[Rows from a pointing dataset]
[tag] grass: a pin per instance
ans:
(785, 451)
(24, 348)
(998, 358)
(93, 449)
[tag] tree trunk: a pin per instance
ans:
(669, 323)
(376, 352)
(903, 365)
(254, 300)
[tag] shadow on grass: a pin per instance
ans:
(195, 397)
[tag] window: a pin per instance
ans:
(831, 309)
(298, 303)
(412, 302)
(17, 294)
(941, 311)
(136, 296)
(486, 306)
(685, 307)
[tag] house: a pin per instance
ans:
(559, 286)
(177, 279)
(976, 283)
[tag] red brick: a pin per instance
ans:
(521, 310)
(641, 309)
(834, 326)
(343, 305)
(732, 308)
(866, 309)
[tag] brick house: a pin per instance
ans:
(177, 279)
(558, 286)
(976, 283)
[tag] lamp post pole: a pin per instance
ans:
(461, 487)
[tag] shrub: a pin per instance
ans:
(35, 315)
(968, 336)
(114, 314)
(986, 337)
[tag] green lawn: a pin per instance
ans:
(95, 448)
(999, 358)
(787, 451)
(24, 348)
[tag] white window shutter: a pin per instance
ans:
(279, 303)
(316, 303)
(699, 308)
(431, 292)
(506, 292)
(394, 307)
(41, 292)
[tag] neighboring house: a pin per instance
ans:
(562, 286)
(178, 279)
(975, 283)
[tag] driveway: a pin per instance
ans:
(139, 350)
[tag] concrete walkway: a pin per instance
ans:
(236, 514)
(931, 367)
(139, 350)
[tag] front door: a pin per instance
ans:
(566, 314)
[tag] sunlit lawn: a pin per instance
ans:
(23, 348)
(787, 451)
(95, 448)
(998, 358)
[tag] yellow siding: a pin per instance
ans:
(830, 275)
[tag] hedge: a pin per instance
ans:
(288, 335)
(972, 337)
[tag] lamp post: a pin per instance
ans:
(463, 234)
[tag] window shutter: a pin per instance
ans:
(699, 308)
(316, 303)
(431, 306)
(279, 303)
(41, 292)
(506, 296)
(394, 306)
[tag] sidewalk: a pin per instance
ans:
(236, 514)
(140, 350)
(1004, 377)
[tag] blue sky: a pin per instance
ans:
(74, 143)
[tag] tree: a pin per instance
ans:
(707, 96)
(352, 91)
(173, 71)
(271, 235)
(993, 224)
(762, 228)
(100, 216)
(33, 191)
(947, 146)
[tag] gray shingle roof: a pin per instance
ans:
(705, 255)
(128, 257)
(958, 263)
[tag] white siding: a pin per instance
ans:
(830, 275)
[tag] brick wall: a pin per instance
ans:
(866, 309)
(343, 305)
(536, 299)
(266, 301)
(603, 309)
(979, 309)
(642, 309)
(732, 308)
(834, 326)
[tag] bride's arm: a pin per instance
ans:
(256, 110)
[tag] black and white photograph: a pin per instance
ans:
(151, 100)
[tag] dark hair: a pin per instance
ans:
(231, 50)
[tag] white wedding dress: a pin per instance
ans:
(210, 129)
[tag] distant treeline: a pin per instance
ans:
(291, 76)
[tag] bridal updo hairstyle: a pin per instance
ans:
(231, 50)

• [WHAT YOU SHOULD DO] Retype all of the records above line for line, leaving every character unchanged.

• [FINAL RESULT]
[tag] grass: a pin per instance
ans:
(785, 451)
(24, 348)
(998, 358)
(93, 449)
[tag] tree trunk: a pin per instance
ans:
(669, 323)
(376, 352)
(903, 365)
(254, 300)
[tag] shadow on grass: a pin per instance
ans:
(195, 397)
[tag] window: a pin per instance
ans:
(831, 309)
(298, 303)
(412, 302)
(17, 294)
(941, 311)
(136, 296)
(486, 306)
(685, 307)
[tag] house: a pin per instance
ans:
(559, 286)
(177, 279)
(976, 283)
[tag] red brick: a pin per instance
ans:
(521, 310)
(641, 309)
(834, 326)
(343, 305)
(732, 308)
(866, 309)
[tag] brick house: a pin per instance
ans:
(177, 279)
(558, 286)
(976, 283)
[tag] lamp post pole: a pin per instance
ans:
(461, 487)
[tag] shrub: a pin per instance
ans:
(35, 315)
(968, 336)
(114, 314)
(986, 337)
[tag] green lawn: a pin per instance
ans:
(95, 448)
(999, 358)
(787, 451)
(24, 348)
[tag] white window shutter: a pin per instance
ans:
(279, 303)
(316, 303)
(699, 308)
(431, 292)
(506, 292)
(394, 307)
(41, 292)
[tag] neighboring house: a pin per instance
ans:
(562, 286)
(178, 279)
(975, 283)
[tag] driveway: a pin per instance
ans:
(139, 350)
[tag] concrete walkway: a pin per instance
ans:
(236, 514)
(931, 367)
(139, 350)
[tag] front door: a pin per instance
ans:
(566, 314)
[tag] sunlit lawn: a pin per instance
ans:
(23, 348)
(787, 451)
(95, 448)
(998, 358)
[tag] yellow siding: a pin per instance
ans:
(830, 275)
[tag] hedge: a pin per instance
ans:
(288, 335)
(972, 337)
[tag] lamp post: a pin per instance
ans:
(463, 234)
[tag] window shutter: a pin per instance
ans:
(699, 308)
(316, 303)
(431, 306)
(279, 303)
(41, 292)
(506, 296)
(394, 306)
[tag] sidewalk: a pin per instance
ans:
(236, 514)
(140, 350)
(1004, 377)
[tag] blue sky: a pin per instance
ans:
(74, 143)
[tag] tree: a pin per instance
ans:
(707, 96)
(352, 91)
(173, 71)
(271, 235)
(993, 224)
(762, 228)
(100, 216)
(33, 191)
(947, 146)
[tag] gray shingle roof: a pin per instance
ans:
(705, 255)
(128, 257)
(958, 263)
[tag] white siding: a pin per instance
ans:
(830, 275)
[tag] brick wall: a pin per instance
ans:
(866, 309)
(343, 305)
(536, 299)
(266, 301)
(603, 309)
(979, 309)
(642, 309)
(732, 308)
(834, 326)
[tag] bride's arm: a pin per instance
ans:
(256, 110)
[tag] black and white photograph: a pin per instance
ans:
(151, 100)
[tag] dark hair: a pin per instance
ans:
(231, 50)
[tag] white wedding dress: a pin per instance
ans:
(210, 129)
[tag] distant treeline: a pin per instance
ans:
(291, 76)
[tag] bridal updo hairstyle: a pin per instance
ans:
(231, 50)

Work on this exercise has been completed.